§ **Task instructions**
According to the hip pain text, for how long after the operation do the muscle-strengthening exercises need to be continued?

§ **Quoted passage**
+===+
Hip pain

The hip joint is a true ball and socket joint which by its design allows a large range of motion but at the same time is extremely stable. It shares many muscles and nerves with the low back and with the knee.

The hip is obviously a major weight bearing joint and as such is subject to great impacts often many times body weight. In order to offer some protection from this it has a thick layer of cartilage covering the bone ends and some extremely meaty muscles! These contract and so shock absorb, moments before the foot hits the ground.


Symptoms can arise from:

  • the bones
  • the many ligaments that support the joint
  • the tendons of the very powerful muscles that insert close to the hip
  • small sacs of fluid called bursae which cushion or alter the pull of some tendons

The most common problems seen at the hip are:


This is largely due to normal wear and tear on the joint and so typically doesn't affect those of us under the age of 50. However there are some poor unfortunate souls who do suffer prematurely. Sometimes this is due to a congenital problem sometimes due to previous injuries and sometimes due to an inherited tendency to develope early arthritis. The symptoms normally include some or all of the following:- groin &/or thigh and knee pain, a rolling walk, pain on standing or walking that is quickly relieved on sitting, difficulty lifting the leg onto the bed or out of the car and stiff & weak when trying to move the leg out sideways or backwards.

Treatment varies depending how severe the condition is. In the early stages some pain killers and well prescribed exercise to both maintain mobility and strength will often be very successful in "buying" some more time. When things have progresssed so that walking is markedly curtailed and/or the pain is considerable the only solution is to have the joint replaced. This is a very successful operation and after it the majority of people should be able to return to a completely normal lifstyle. Unfortunately many do not get adequate guidance on the necessary exercises to do both before and after the operation.

Developing and maintaining muscle strength is of fundamental importance if a normal gait is to be regained. These exercises need to be continued for up to 18 months post op. Your physiotherapist should give you a list of progressive exercises to do. If he/she doesn't, hassle them!

Groin strain

This is a pull of some tendons that insert in or close to the groin. It is a common sportsman's injury and is not restricted to footballers. Mostly it involves tearing some of the fibres within the tendon. Tendon is the point of attachment of muscle to bone. It is tough, fibrous and has a poor blood supply. This means it heals relatively slowly. The recommended treatment for a pulled/inflamed tendon is rest. This is difficult to do in the groin because even if you don't put any weight on the leg the particular muscle involved are still contracting.
+===+
§ **Information shown**
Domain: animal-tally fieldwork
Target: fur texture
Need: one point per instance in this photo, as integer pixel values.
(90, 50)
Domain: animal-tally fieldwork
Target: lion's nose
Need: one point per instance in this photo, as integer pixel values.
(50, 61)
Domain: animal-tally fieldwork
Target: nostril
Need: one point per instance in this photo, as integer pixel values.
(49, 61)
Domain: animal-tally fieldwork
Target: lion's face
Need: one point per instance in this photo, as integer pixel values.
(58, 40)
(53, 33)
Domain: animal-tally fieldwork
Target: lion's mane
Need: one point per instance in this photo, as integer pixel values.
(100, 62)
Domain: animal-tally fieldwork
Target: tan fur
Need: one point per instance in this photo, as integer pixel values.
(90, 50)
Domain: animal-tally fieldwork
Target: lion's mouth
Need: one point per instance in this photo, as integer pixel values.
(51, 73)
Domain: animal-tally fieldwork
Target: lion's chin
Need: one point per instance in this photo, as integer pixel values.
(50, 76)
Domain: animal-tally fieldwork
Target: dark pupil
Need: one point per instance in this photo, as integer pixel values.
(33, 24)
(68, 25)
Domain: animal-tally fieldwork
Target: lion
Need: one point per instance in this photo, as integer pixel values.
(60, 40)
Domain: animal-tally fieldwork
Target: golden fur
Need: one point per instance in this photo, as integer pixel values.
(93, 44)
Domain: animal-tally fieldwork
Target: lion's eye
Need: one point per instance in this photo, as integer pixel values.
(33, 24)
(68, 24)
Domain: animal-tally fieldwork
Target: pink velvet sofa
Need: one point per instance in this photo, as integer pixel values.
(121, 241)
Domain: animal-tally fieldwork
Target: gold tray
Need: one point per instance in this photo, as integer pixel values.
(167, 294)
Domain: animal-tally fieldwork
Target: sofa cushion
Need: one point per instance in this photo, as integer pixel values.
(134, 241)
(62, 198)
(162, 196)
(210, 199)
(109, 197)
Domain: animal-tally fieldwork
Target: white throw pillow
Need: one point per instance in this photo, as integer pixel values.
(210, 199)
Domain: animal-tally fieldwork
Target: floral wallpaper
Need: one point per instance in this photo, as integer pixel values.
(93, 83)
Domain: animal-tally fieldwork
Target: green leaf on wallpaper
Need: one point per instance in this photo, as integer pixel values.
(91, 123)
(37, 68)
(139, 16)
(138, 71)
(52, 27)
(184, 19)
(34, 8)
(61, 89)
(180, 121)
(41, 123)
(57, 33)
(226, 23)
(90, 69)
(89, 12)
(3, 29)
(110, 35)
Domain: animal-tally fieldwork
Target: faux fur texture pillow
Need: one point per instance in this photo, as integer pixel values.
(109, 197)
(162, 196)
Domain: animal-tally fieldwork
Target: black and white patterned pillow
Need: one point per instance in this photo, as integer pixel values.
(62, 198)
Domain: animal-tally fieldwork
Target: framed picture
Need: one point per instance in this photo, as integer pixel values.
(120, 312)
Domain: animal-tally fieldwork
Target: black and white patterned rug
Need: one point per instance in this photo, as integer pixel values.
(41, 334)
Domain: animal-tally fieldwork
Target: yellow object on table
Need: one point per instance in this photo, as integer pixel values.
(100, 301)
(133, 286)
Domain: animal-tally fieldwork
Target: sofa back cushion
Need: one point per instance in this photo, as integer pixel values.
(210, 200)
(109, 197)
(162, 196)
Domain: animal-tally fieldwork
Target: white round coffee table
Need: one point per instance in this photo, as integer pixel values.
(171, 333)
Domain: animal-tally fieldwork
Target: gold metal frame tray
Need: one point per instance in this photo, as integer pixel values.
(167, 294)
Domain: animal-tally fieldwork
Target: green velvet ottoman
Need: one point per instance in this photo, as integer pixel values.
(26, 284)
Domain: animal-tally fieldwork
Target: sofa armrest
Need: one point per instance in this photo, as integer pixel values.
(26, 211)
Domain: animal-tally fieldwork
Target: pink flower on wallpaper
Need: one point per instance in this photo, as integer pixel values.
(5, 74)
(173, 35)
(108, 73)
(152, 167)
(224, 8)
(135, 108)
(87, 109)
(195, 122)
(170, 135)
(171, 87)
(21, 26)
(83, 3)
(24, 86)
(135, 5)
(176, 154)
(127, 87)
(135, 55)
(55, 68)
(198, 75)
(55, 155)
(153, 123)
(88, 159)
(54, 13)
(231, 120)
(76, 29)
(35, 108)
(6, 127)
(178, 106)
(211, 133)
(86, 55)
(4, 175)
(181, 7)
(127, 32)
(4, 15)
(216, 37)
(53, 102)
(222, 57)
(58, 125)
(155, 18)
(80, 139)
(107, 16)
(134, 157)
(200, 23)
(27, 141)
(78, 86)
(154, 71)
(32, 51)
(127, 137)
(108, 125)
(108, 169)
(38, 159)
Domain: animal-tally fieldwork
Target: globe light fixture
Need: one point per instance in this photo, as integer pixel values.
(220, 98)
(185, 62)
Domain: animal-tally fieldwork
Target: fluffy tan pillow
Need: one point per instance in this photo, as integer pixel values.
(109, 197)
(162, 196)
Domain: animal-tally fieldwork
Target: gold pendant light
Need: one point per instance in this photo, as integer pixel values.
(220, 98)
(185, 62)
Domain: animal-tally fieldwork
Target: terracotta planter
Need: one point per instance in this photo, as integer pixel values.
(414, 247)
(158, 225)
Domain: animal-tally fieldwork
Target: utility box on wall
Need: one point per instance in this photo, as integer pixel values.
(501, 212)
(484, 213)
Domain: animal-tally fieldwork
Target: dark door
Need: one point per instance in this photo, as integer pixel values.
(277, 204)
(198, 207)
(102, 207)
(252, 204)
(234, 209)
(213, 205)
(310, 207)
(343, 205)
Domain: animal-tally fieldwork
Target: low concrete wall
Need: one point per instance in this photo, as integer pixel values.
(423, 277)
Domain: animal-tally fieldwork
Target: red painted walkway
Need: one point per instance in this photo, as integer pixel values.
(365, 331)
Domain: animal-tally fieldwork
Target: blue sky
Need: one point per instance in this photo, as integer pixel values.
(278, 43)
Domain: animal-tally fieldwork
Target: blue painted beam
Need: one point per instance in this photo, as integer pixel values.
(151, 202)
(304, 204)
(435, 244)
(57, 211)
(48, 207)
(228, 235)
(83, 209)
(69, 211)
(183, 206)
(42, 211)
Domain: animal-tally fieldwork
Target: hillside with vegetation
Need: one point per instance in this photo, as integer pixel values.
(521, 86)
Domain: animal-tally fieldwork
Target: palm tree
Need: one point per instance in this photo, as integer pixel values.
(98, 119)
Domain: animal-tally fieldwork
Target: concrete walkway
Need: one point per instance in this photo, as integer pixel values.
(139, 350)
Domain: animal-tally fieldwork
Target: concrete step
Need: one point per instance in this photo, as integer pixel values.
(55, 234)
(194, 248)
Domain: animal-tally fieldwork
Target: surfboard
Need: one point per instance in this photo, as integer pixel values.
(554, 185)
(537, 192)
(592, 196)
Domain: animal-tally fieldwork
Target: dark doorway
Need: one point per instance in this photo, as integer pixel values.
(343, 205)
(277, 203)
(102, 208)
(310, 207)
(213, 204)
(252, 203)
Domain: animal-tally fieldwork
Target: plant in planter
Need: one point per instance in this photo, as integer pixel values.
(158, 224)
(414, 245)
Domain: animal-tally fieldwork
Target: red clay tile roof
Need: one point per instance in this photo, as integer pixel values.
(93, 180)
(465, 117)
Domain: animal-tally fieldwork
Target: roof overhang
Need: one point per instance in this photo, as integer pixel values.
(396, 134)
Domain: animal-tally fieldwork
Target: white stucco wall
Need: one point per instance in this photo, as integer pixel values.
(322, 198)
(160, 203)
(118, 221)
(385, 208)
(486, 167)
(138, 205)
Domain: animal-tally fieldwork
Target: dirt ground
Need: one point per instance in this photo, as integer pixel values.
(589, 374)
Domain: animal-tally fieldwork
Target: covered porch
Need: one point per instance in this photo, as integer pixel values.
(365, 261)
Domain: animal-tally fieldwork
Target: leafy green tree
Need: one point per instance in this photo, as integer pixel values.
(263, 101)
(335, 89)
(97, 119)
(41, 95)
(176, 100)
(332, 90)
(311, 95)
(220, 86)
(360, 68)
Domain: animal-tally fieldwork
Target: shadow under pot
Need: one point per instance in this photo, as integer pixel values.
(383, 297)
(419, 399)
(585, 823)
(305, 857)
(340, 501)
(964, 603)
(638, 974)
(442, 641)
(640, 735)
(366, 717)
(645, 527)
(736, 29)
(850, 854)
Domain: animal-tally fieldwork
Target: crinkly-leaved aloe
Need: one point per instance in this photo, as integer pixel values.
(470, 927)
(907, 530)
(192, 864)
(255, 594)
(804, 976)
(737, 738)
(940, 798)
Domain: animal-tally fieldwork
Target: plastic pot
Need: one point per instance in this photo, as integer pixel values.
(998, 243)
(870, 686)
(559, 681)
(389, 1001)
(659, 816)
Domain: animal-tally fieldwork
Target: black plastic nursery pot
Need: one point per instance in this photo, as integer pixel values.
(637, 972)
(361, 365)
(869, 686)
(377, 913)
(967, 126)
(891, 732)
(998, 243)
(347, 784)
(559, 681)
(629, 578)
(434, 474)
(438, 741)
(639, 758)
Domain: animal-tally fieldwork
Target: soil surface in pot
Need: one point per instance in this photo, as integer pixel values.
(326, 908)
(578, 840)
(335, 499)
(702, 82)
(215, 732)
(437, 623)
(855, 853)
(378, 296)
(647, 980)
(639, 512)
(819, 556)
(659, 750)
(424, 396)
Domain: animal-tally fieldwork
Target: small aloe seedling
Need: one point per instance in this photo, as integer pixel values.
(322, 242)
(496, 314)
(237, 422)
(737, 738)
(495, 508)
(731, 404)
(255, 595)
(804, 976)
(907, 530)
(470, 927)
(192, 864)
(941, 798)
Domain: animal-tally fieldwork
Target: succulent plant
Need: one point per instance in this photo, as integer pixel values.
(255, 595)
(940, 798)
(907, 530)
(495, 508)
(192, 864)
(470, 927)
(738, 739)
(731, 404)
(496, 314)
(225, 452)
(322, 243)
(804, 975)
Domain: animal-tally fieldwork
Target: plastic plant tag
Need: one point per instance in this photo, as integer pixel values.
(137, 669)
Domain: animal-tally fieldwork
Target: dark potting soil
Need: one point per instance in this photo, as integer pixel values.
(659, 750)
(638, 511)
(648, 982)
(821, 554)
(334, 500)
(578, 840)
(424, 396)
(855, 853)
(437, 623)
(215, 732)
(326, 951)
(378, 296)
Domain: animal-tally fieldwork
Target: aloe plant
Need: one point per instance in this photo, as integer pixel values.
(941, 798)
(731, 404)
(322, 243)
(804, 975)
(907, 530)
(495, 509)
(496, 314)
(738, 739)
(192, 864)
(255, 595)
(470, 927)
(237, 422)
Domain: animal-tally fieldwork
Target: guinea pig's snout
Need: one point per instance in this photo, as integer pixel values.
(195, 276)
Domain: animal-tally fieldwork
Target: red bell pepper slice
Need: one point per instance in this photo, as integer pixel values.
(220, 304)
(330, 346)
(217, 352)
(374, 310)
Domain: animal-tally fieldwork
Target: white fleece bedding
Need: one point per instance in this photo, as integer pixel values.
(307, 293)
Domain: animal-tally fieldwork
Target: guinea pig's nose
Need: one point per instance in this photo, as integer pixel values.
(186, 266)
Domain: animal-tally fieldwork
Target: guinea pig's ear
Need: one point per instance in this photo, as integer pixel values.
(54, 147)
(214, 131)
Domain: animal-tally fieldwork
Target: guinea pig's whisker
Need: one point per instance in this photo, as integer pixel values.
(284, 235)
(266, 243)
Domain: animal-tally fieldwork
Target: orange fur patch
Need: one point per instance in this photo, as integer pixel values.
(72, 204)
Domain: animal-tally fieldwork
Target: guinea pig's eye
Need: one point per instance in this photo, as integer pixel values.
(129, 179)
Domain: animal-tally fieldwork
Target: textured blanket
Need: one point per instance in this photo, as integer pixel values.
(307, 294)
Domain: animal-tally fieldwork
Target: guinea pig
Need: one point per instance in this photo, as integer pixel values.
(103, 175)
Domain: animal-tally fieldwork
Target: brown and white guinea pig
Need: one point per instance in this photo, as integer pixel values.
+===+
§ **Output of the task**
For up to 18 months after the operation.